- Task requirements: Resume the notes on the from_toml() TOML config loader, carrying on directly after their final line.

- Selection:
_ _ _ _ _
5. ID-005: from_toml() — TOML Config Loader

5.1 Why TOML

  • stdlib on 3.11+: tomllib is built-in since Python 3.11 (PEP 680). tomli is the compatible backport for 3.10.
  • Python ecosystem alignment: pyproject.toml is the standard for project config. Tools like pytest, mypy, ruff, black all use TOML.
  • Strict typing: TOML distinguishes strings, integers, booleans, arrays, and tables — unlike YAML, there are no ambiguous value types.
  • Read-only is fine: tomllib is read-only by design. We only need to read config.

5.2 Dependency strategy

# Compatibility shim (standard pattern)
_ _ _ _ _
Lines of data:
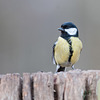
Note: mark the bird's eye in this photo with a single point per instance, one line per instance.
(71, 31)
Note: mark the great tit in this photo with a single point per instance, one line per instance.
(66, 51)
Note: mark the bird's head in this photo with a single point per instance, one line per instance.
(68, 29)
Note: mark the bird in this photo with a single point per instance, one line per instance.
(67, 48)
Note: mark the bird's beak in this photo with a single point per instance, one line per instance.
(61, 29)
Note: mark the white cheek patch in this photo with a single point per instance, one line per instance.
(71, 31)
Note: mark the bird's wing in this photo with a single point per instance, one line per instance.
(54, 53)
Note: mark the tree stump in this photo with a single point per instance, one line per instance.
(71, 85)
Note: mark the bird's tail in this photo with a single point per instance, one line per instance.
(59, 69)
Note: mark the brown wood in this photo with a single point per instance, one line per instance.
(43, 86)
(10, 87)
(71, 85)
(26, 93)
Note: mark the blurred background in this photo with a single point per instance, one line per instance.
(28, 30)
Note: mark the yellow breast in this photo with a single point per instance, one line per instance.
(77, 47)
(61, 51)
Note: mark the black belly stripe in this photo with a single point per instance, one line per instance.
(71, 50)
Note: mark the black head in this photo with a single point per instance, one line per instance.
(68, 29)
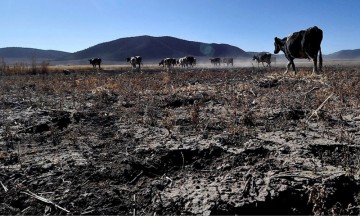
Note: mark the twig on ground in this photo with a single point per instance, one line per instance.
(321, 105)
(5, 188)
(40, 198)
(136, 177)
(182, 155)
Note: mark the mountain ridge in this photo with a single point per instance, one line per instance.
(149, 47)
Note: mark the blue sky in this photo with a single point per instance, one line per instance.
(74, 25)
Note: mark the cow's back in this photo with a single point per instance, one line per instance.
(312, 40)
(294, 45)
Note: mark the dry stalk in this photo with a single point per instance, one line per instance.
(44, 200)
(321, 105)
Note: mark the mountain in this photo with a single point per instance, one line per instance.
(345, 54)
(155, 48)
(28, 53)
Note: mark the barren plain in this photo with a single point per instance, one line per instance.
(228, 140)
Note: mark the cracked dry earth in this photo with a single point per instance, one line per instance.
(199, 141)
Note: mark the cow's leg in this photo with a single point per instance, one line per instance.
(315, 65)
(288, 66)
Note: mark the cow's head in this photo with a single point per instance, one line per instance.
(279, 44)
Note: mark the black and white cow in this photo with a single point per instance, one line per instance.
(95, 61)
(228, 61)
(304, 44)
(215, 61)
(135, 60)
(263, 57)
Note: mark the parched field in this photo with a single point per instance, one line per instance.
(205, 141)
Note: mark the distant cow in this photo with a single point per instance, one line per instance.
(304, 44)
(228, 61)
(215, 61)
(95, 61)
(168, 62)
(135, 60)
(263, 57)
(187, 61)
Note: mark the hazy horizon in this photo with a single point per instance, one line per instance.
(72, 26)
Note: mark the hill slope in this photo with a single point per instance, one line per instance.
(151, 48)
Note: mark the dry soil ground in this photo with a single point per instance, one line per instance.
(191, 141)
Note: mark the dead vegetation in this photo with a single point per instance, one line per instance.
(198, 141)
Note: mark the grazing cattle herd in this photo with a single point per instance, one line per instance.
(95, 61)
(304, 44)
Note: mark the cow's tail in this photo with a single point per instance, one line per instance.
(320, 60)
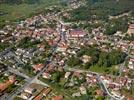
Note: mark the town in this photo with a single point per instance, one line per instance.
(46, 58)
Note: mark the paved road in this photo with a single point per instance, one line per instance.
(19, 90)
(104, 88)
(101, 83)
(12, 70)
(123, 64)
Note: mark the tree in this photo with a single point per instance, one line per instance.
(56, 76)
(73, 61)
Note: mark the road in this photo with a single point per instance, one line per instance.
(123, 64)
(19, 90)
(104, 88)
(101, 83)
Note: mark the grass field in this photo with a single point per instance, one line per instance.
(16, 12)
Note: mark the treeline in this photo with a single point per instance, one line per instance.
(101, 9)
(19, 1)
(99, 58)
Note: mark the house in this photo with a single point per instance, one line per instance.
(67, 74)
(83, 90)
(38, 67)
(46, 91)
(38, 97)
(46, 75)
(86, 58)
(29, 90)
(62, 47)
(99, 92)
(131, 63)
(59, 97)
(7, 83)
(76, 33)
(25, 95)
(78, 94)
(131, 29)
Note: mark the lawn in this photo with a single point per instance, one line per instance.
(1, 80)
(21, 11)
(110, 70)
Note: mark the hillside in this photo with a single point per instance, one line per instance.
(101, 9)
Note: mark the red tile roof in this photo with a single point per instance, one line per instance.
(60, 97)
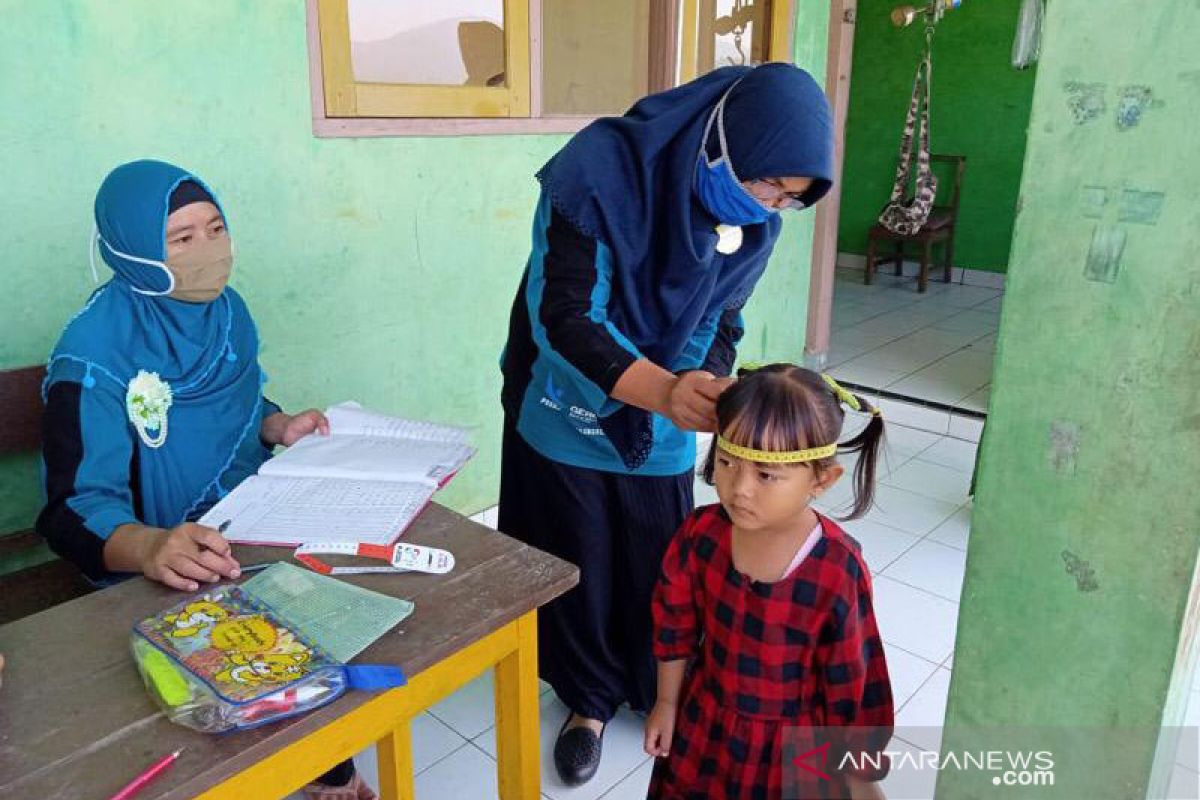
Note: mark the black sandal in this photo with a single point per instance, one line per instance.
(577, 752)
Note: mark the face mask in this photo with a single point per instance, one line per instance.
(202, 272)
(718, 185)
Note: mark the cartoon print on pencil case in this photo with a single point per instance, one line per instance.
(195, 618)
(267, 668)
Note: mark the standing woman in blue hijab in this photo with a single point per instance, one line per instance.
(651, 233)
(154, 398)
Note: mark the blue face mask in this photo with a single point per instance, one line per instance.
(718, 185)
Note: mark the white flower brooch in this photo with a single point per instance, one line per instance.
(147, 402)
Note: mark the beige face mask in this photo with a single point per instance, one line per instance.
(203, 271)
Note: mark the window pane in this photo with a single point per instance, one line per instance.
(449, 43)
(594, 55)
(732, 32)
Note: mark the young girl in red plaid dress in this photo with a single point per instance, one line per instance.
(771, 666)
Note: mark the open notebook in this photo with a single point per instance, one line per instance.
(365, 482)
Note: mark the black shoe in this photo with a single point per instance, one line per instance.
(577, 753)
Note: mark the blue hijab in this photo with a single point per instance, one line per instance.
(207, 353)
(629, 182)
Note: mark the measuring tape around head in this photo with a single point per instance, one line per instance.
(402, 558)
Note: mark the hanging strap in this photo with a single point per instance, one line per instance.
(917, 107)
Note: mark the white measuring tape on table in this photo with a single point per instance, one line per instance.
(402, 558)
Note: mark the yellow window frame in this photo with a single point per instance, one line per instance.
(347, 97)
(778, 49)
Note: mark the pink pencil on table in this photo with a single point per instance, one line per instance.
(151, 773)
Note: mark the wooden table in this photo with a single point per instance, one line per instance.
(76, 721)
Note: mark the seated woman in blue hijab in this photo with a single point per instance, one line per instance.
(154, 398)
(649, 236)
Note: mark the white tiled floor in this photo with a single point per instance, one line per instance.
(915, 543)
(934, 347)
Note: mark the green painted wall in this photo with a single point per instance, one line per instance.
(981, 109)
(1084, 537)
(377, 269)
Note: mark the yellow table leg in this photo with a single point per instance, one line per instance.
(516, 716)
(385, 720)
(395, 753)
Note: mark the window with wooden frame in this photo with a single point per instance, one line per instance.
(396, 67)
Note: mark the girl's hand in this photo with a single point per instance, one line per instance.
(691, 404)
(187, 555)
(660, 729)
(864, 789)
(286, 429)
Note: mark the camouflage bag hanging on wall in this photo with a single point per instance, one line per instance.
(909, 216)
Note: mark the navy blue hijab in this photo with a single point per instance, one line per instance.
(628, 182)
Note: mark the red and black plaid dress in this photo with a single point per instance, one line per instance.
(773, 663)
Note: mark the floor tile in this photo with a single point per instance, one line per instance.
(931, 566)
(466, 773)
(865, 376)
(965, 296)
(622, 752)
(905, 443)
(907, 673)
(1185, 785)
(915, 620)
(933, 480)
(951, 452)
(907, 511)
(881, 545)
(491, 517)
(921, 720)
(916, 416)
(975, 320)
(955, 530)
(633, 786)
(948, 380)
(906, 781)
(960, 426)
(994, 304)
(977, 401)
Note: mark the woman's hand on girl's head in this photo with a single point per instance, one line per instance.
(660, 729)
(287, 429)
(691, 404)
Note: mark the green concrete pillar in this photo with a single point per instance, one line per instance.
(1075, 609)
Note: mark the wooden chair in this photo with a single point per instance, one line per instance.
(940, 228)
(46, 583)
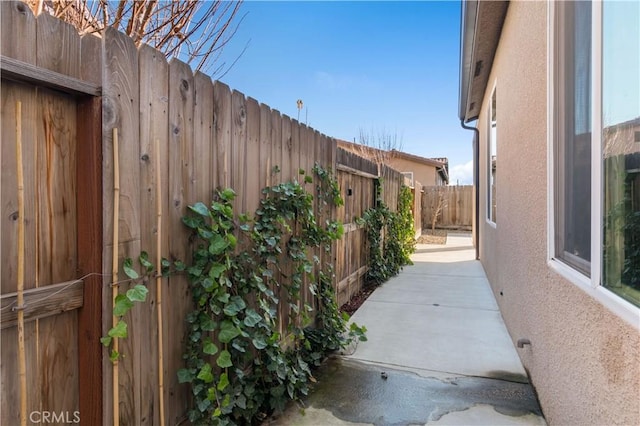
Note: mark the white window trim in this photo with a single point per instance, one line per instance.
(592, 286)
(489, 197)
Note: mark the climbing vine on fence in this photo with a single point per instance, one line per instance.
(390, 236)
(241, 362)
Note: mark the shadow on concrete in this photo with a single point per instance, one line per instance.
(443, 248)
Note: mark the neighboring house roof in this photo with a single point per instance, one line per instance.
(441, 164)
(480, 32)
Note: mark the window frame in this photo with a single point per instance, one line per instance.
(490, 196)
(591, 285)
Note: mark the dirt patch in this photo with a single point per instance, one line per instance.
(357, 300)
(438, 236)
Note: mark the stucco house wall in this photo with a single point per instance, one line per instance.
(584, 360)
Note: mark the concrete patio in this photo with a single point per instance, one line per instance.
(437, 353)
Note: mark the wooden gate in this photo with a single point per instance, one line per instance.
(356, 178)
(62, 245)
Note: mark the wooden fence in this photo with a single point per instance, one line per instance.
(356, 177)
(176, 130)
(457, 207)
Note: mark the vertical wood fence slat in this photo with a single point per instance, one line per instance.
(58, 44)
(154, 125)
(265, 146)
(239, 149)
(222, 114)
(457, 211)
(204, 148)
(18, 28)
(251, 166)
(181, 158)
(121, 110)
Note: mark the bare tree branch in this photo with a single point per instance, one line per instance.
(195, 31)
(379, 146)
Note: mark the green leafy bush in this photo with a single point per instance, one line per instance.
(238, 364)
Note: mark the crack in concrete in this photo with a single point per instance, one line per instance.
(358, 393)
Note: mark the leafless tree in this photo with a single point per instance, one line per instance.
(437, 203)
(379, 145)
(195, 31)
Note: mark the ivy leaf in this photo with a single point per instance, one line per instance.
(252, 318)
(185, 375)
(208, 284)
(120, 330)
(217, 245)
(144, 261)
(224, 360)
(228, 332)
(208, 324)
(192, 222)
(223, 298)
(223, 382)
(122, 305)
(127, 267)
(137, 293)
(234, 306)
(216, 270)
(205, 233)
(203, 404)
(232, 240)
(166, 267)
(205, 374)
(259, 342)
(209, 347)
(228, 194)
(200, 209)
(179, 265)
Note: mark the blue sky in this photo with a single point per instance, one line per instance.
(389, 66)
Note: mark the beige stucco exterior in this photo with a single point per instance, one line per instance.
(584, 359)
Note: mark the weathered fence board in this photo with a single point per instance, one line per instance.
(154, 125)
(457, 206)
(18, 30)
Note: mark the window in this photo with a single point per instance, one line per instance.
(573, 136)
(621, 148)
(492, 160)
(595, 146)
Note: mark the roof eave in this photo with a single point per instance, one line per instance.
(481, 25)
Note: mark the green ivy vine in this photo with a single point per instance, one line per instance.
(124, 302)
(388, 255)
(241, 362)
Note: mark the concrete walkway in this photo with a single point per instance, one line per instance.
(438, 353)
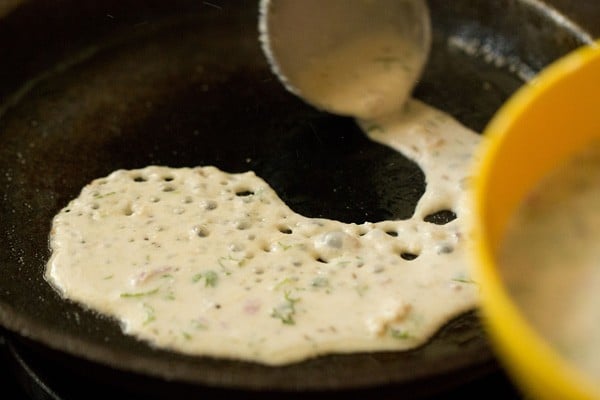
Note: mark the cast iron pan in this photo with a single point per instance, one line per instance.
(87, 87)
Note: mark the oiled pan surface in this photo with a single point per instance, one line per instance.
(132, 83)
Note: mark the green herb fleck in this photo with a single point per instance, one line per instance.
(139, 294)
(211, 278)
(287, 310)
(286, 282)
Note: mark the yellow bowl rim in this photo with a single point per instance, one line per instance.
(519, 347)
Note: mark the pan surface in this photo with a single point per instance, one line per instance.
(88, 88)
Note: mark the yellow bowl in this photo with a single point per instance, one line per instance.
(539, 126)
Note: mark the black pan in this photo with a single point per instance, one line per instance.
(87, 87)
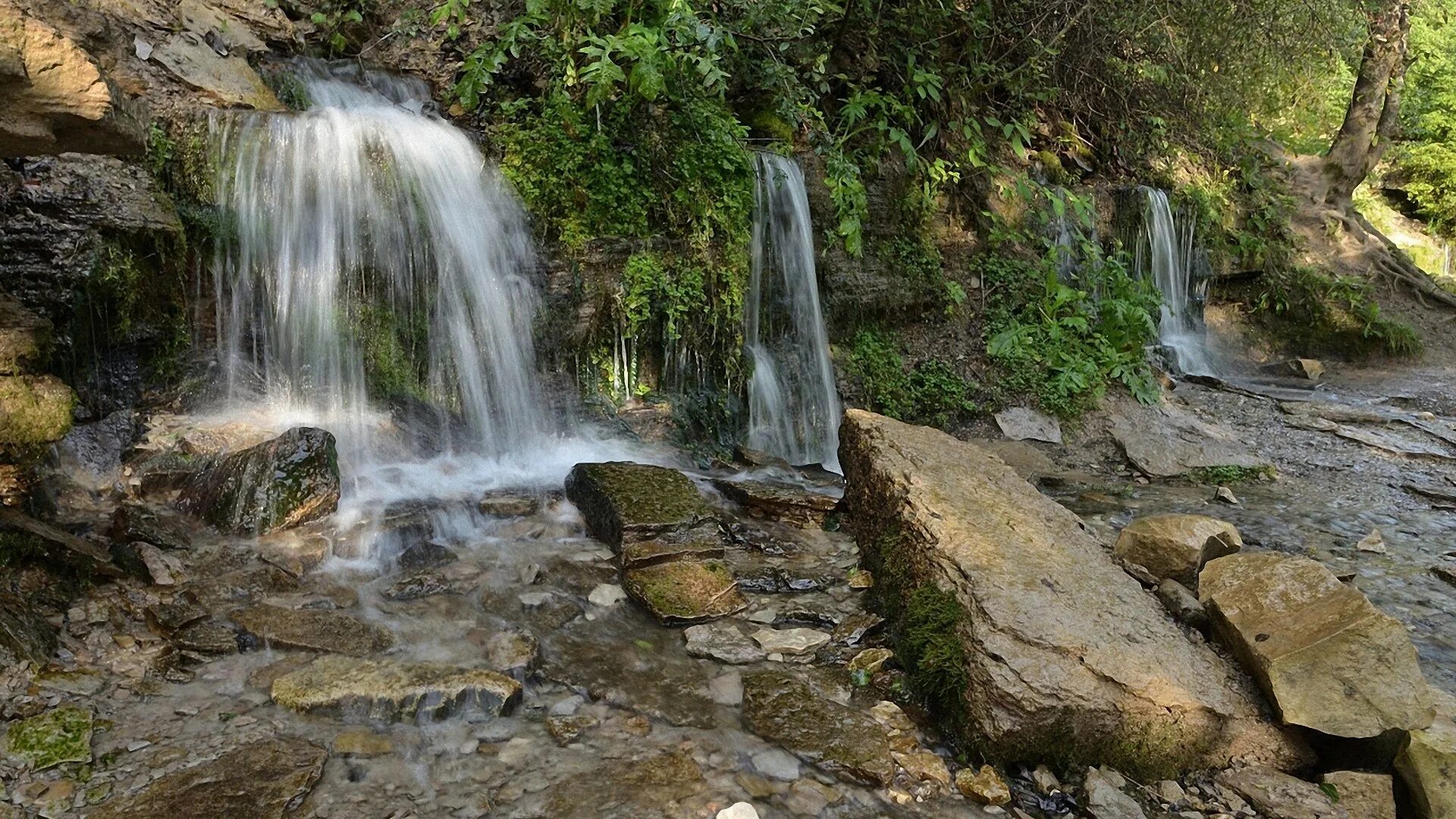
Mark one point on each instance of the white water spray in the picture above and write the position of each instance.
(792, 400)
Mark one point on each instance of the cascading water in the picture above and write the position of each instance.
_ _ _ _ _
- Answer for this exercise:
try:
    import tomllib
except ModuleNotFoundError:
    import tomli as tomllib  # type: ignore[no-redef]
Python version Module Dependency
3.11+ tomllib (stdlib) None
3.10 tomli (backport) Optional extra

Since remote-store targets >=3.10, the optional extra would be:

[project.optional-dependencies]
toml = ["tomli>=1.1.0; python_version < '3.11'"]

Alternatively, since tomli is tiny (~3 KB) and pure Python, it could be a hard dependency for 3.10 users without an extra. But the extra approach is more consistent with our "zero core dependencies" philosophy.

5.3 TOML schema

Natural mapping from the existing dict schema:

# remote-store.toml (standalone) or [tool.remote-store] in pyproject.toml

[backends.local]
type = "local"
options.root = "/data/store"

[backends.s3-prod]
type = "s3"

[backends.s3-prod.options]
bucket = "prod-data"
region_name = "eu-central-1"
# key and secret intentionally omitted — use IAM role or inject at runtime

[backends.s3-dev]
type = "s3"

[backends.s3-dev.options]
bucket = "dev-data"
endpoint_url = "http://localhost:9000"
key = "minioadmin"
secret = "minioadmin"

[backends.azure]
type = "azure"

[backends.azure.options]
container = "my-container"
account_name = "mystorageaccount"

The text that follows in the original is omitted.